EXERCISE BRIEF
Pick up the passage on HER2 overexpression and its downstream signaling after its last sentence and carry it forward.

DOCUMENT PASSAGE
HER2 Over-expression – An important and worrisome phenomenon!

So, it has been clear by now that we are specifically going to target Breast cancer which have developed due to overactivation of HER2. HER2 is normally present in the cells and signals upon dimerization. The case in which HER2 signals in levels more than normal is termed as its overactivation. overactivation can be due to –

1. gene amplification, but also could be due to
2. truncation of the extracellular domain,
3. mutation in kinase domain, or
4. co-expression of HER receptor ligands.

Signals are generated when two receptors from the ErbB family come together in a homo- or hetero-dimerization configuration. The receptor extracellular domains (ECD) are generally restrained by a closed conformation that prohibits dimerization, and it is the binding of extracellular ligands that exposes an interface that promotes dimerization. HER2 is unique in that it lacks this self-restraint or a physiologic ligand, and its ECD is always poised for dimerization. As such the only physiologic restraint built into HER2 is its low expression which is overwhelmed in cancer cells through amplification and overexpression.

1. 1. In most cases HER2 is activated through massive overexpression rather than mutation
  2. Overactivation of HER receptors is mostly due to overexpression driven by gene amplification but also could be due to the truncation of the extracellular domain, mutation in kinase domain, or co-expression of HER receptor ligands. The overactivation of HER receptors drives cancer development.

Downstream signalling after HER2 Overactivation

The dimerization of different HER receptors lead to recruitment of different downstream proteins. Heterodimers generate more potent signals than homodimers owing to distinctive binding, and those containing HER2 have a particularly high ligand binding and signaling potency as HER2 exists in an open conformation making it the dimerization partner of choice among the family members.

Based on the binding specificity, it is likely that the HER2 homodimer will mostly stimulate the activation of the Ras-ERK pathway, and the HER2-EGFR heterodimer may function similarly to EGFR homodimer. However, the HER2-HER3 heterodimer could be much more powerful than either the HER2 homodimer or HER3 homodimer because the HER2-HER3 heterodimer could fully activate all available HER2 and HER3 receptors, and the HER2-HER3 heterodimer could strongly activate the PI3K-Akt pathway (a master regulator of cell growth and survival) in addition to the Ras-ERK pathway.

(Records drawn from a data source)

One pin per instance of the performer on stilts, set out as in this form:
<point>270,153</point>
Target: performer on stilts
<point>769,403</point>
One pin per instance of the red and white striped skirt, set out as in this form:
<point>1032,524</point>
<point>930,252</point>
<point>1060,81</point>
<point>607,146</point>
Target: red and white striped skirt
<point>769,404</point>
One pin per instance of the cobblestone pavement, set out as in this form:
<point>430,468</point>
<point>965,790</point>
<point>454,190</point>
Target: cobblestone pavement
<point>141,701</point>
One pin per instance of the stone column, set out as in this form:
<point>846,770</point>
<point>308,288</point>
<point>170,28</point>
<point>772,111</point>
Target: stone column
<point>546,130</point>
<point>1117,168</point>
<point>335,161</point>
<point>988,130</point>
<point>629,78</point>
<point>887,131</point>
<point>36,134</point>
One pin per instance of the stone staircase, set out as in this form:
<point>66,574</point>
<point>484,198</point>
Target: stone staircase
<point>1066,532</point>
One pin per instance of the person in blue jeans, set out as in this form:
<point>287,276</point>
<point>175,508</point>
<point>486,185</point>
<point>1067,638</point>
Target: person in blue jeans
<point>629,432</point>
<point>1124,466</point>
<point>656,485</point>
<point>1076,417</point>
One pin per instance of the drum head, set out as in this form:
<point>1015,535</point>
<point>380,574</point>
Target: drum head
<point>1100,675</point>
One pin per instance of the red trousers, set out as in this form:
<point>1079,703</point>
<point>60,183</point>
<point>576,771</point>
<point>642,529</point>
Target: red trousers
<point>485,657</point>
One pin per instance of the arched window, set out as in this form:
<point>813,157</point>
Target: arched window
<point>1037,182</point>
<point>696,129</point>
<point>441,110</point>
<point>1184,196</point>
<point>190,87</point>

TASK RESULT
PI3K could be activated by HER receptors either directly through the interaction between its p85α subunit and HER receptor or indirectly through the activated Ras. A negative regulator of PI3K is the phosphatase and tensin homologue deleted on chromosome 10 (PTEN). The function of PI3K in cell survival is mediated by Akt, a serine-threonine kinase. Akt contains an N-terminal Pleckstrin homology (PH) domain, a C-terminal regulatory domain, and a central kinase domain. Akt is recruited to the plasma membrane by the interaction of its SH3 domain with PIP3 (generated by PI3K), which induces the conformational change of Akt to allow the phosphorylation of its Thr 308 by membrane-localized 3-phosphoinositide-dependent kinase 1 (PDK-1). Following the additional phosphorylation of Ser 473 by rapamycin complex 2 (mTORC2), Akt is fully activated.

Akt controls various cellular functions by phosphorylating several intracellular proteins, including the glycogen synthase kinase 3 (GSK3), the BCL2-associated agonist of cell death (BAD), and forkhead box O transcription factors (FoxO). Akt also activates mTORC1, which protects the cell from undergoing apoptosis. Moreover, HER2 dimerization promotes the mislocalization and rapid degradation of cell-cycle inhibitor p27^Kip1 protein leading to cell-cycle progression.